## Task description
Could you write out the records below exactly as they appear?

┌──

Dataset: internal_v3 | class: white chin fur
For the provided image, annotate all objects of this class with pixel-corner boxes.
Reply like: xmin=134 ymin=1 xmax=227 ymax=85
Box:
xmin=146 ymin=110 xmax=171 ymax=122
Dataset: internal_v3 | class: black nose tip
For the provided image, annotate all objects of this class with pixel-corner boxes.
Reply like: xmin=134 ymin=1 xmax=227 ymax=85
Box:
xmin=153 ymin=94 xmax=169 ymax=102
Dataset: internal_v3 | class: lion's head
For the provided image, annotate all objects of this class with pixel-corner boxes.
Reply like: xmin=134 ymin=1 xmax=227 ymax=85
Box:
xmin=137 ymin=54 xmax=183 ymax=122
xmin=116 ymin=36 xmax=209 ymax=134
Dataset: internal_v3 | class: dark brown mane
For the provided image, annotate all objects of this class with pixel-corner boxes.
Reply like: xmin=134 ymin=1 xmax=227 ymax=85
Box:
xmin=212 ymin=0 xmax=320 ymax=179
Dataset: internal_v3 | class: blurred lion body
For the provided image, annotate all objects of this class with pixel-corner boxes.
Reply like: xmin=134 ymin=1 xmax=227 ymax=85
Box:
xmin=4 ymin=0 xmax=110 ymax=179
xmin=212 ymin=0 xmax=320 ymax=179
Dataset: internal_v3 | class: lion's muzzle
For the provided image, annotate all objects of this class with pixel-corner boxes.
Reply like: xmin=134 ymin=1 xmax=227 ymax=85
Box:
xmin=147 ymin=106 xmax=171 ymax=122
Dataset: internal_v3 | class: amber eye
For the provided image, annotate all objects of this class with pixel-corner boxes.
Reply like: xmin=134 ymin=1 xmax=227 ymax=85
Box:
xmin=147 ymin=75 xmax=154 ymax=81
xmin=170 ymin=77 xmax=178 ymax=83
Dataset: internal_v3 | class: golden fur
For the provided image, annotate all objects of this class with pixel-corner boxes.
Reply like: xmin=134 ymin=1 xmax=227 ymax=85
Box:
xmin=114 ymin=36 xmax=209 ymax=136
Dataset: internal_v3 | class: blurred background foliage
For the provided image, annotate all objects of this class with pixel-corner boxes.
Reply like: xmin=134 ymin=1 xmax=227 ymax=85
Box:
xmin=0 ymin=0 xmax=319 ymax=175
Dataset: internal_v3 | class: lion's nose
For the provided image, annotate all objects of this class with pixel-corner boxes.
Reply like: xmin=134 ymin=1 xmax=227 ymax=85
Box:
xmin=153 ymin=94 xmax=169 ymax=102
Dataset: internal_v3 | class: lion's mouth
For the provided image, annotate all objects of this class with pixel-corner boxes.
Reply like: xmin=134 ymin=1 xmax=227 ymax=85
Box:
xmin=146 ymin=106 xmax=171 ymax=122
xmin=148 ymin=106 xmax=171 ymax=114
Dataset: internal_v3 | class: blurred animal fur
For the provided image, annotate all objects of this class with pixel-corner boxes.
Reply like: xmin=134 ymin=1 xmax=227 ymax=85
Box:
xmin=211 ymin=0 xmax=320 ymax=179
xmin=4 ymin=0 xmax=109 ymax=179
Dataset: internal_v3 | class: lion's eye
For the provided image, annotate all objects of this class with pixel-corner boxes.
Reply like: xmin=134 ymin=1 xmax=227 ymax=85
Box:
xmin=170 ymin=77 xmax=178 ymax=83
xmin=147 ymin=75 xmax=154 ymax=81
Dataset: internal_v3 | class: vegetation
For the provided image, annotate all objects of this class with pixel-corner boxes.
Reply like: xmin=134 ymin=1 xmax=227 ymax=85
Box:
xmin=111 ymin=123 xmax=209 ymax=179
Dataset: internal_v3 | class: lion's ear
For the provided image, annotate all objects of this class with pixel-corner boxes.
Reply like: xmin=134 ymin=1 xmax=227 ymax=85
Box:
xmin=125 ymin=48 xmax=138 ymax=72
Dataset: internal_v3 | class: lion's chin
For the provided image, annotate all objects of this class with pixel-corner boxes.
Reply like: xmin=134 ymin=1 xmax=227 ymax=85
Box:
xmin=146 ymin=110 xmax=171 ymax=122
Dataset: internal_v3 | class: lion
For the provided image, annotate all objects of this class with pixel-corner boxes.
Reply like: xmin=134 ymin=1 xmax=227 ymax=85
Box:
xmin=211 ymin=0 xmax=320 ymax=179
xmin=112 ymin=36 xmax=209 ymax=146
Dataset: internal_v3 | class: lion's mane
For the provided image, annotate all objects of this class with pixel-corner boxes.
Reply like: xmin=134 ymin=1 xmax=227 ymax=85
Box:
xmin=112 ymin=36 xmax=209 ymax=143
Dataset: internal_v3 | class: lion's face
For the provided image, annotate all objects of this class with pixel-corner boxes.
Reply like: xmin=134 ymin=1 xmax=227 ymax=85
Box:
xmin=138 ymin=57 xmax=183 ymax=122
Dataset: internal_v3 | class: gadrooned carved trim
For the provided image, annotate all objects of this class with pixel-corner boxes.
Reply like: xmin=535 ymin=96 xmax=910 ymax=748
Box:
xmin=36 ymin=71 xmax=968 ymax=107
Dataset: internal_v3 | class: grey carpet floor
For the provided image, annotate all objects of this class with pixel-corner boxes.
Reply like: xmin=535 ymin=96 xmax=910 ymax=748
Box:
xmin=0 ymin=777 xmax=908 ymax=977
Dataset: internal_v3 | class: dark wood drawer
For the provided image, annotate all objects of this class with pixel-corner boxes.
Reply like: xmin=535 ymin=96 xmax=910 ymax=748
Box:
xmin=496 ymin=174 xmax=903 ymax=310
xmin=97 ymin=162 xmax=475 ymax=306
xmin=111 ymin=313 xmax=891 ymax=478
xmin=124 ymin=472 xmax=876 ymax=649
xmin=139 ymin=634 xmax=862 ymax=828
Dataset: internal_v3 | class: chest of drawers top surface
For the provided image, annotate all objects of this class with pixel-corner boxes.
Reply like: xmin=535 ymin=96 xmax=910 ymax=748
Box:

└──

## Your solution
Dataset: internal_v3 | class: white chin fur
For the provided image, annotate all objects of this class with pixel-corner boxes.
Reply like: xmin=134 ymin=1 xmax=227 ymax=85
Box:
xmin=146 ymin=110 xmax=171 ymax=122
Dataset: internal_v3 | class: black nose tip
For the provided image, annotate all objects of this class with pixel-corner boxes.
Reply like: xmin=134 ymin=1 xmax=227 ymax=85
Box:
xmin=153 ymin=94 xmax=169 ymax=102
Dataset: internal_v3 | class: lion's head
For the provided image, annotate all objects of this class with pixel-corner boxes.
Reply like: xmin=134 ymin=1 xmax=227 ymax=85
Box:
xmin=137 ymin=54 xmax=183 ymax=122
xmin=116 ymin=36 xmax=209 ymax=134
Dataset: internal_v3 | class: dark brown mane
For the provided image, annotate all objects of this class with pixel-corner boxes.
Reply like: xmin=134 ymin=1 xmax=227 ymax=85
Box:
xmin=212 ymin=0 xmax=320 ymax=179
Dataset: internal_v3 | class: blurred lion body
For the provided image, annotate all objects of this class with pixel-corner boxes.
Reply like: xmin=134 ymin=1 xmax=227 ymax=85
Box:
xmin=4 ymin=0 xmax=110 ymax=179
xmin=212 ymin=0 xmax=320 ymax=179
Dataset: internal_v3 | class: lion's muzzle
For the provided image, annotate all objects of this class with pixel-corner boxes.
Reply like: xmin=134 ymin=1 xmax=227 ymax=85
Box:
xmin=147 ymin=106 xmax=171 ymax=122
Dataset: internal_v3 | class: amber eye
For the provided image, annotate all objects of this class with pixel-corner boxes.
Reply like: xmin=134 ymin=1 xmax=227 ymax=85
Box:
xmin=147 ymin=75 xmax=154 ymax=81
xmin=170 ymin=77 xmax=178 ymax=83
Dataset: internal_v3 | class: golden fur
For the provided image, annotate all objects of this class with pixel-corner boxes.
Reply like: xmin=134 ymin=1 xmax=227 ymax=85
Box:
xmin=114 ymin=36 xmax=209 ymax=136
Dataset: internal_v3 | class: blurred background foliage
For the provided image, annotate all objects of this class with pixel-corner boxes.
Reply like: xmin=134 ymin=1 xmax=227 ymax=85
Box:
xmin=0 ymin=0 xmax=319 ymax=175
Dataset: internal_v3 | class: lion's nose
For the provided image, annotate all objects of this class with pixel-corner boxes.
Reply like: xmin=134 ymin=1 xmax=227 ymax=85
Box:
xmin=153 ymin=94 xmax=169 ymax=102
Dataset: internal_v3 | class: lion's mouth
For the provided image, annotate all objects of this class with pixel-corner boxes.
Reply like: xmin=134 ymin=1 xmax=227 ymax=85
Box:
xmin=146 ymin=106 xmax=171 ymax=122
xmin=148 ymin=106 xmax=171 ymax=114
Dataset: internal_v3 | class: blurred animal fur
For the provided image, annotate all objects of this class with pixel-corner boxes.
Reply like: xmin=134 ymin=1 xmax=227 ymax=85
Box:
xmin=211 ymin=0 xmax=320 ymax=179
xmin=4 ymin=0 xmax=109 ymax=179
Dataset: internal_v3 | class: lion's eye
For the provided image, annotate all objects of this class with pixel-corner boxes.
Reply like: xmin=134 ymin=1 xmax=227 ymax=85
Box:
xmin=170 ymin=77 xmax=178 ymax=83
xmin=147 ymin=75 xmax=154 ymax=81
Dataset: internal_v3 | class: vegetation
For the provided image, annotate all objects of this class with pixel-corner boxes.
Reply like: xmin=134 ymin=1 xmax=227 ymax=85
Box:
xmin=111 ymin=123 xmax=209 ymax=179
Dataset: internal_v3 | class: lion's ear
For the provided image, annotate all objects of this class with pixel-corner boxes.
Reply like: xmin=134 ymin=1 xmax=227 ymax=85
Box:
xmin=125 ymin=48 xmax=138 ymax=72
Dataset: internal_v3 | class: lion's chin
For the provided image, annotate all objects of this class with pixel-corner boxes.
Reply like: xmin=134 ymin=1 xmax=227 ymax=85
Box:
xmin=146 ymin=110 xmax=171 ymax=122
Dataset: internal_v3 | class: lion
For the provided image, annotate all objects of this class with pixel-corner boxes.
Reply like: xmin=134 ymin=1 xmax=227 ymax=85
Box:
xmin=211 ymin=0 xmax=320 ymax=179
xmin=112 ymin=36 xmax=209 ymax=146
Dataset: internal_v3 | class: lion's mane
For the provided image, annotate all objects of this class with pixel-corner boxes.
Reply like: xmin=134 ymin=1 xmax=227 ymax=85
Box:
xmin=112 ymin=36 xmax=209 ymax=143
Dataset: internal_v3 | class: lion's face
For the provided image, annotate all objects of this class with pixel-corner boxes.
Reply like: xmin=134 ymin=1 xmax=227 ymax=85
Box:
xmin=138 ymin=57 xmax=183 ymax=122
Dataset: internal_v3 | class: gadrooned carved trim
For the provided image, annotate all objects of this class with pixel-corner boxes.
Reply like: xmin=535 ymin=96 xmax=910 ymax=748
Box:
xmin=36 ymin=71 xmax=968 ymax=107
Dataset: internal_v3 | class: grey carpet floor
For the provided image, annotate all objects of this class with pixel-corner boxes.
Reply like: xmin=535 ymin=96 xmax=910 ymax=748
Box:
xmin=0 ymin=777 xmax=908 ymax=977
Dataset: internal_v3 | class: dark wood drawer
For the provided image, annotate all objects of this class with pixel-corner boxes.
Reply like: xmin=535 ymin=96 xmax=910 ymax=748
Box:
xmin=496 ymin=174 xmax=903 ymax=310
xmin=97 ymin=162 xmax=475 ymax=306
xmin=111 ymin=313 xmax=891 ymax=478
xmin=124 ymin=472 xmax=876 ymax=649
xmin=139 ymin=634 xmax=862 ymax=828
Dataset: internal_v3 | class: chest of drawers top surface
For the provided image, annotate all objects of this class with pixel-corner boxes.
Reply like: xmin=535 ymin=96 xmax=910 ymax=748
Box:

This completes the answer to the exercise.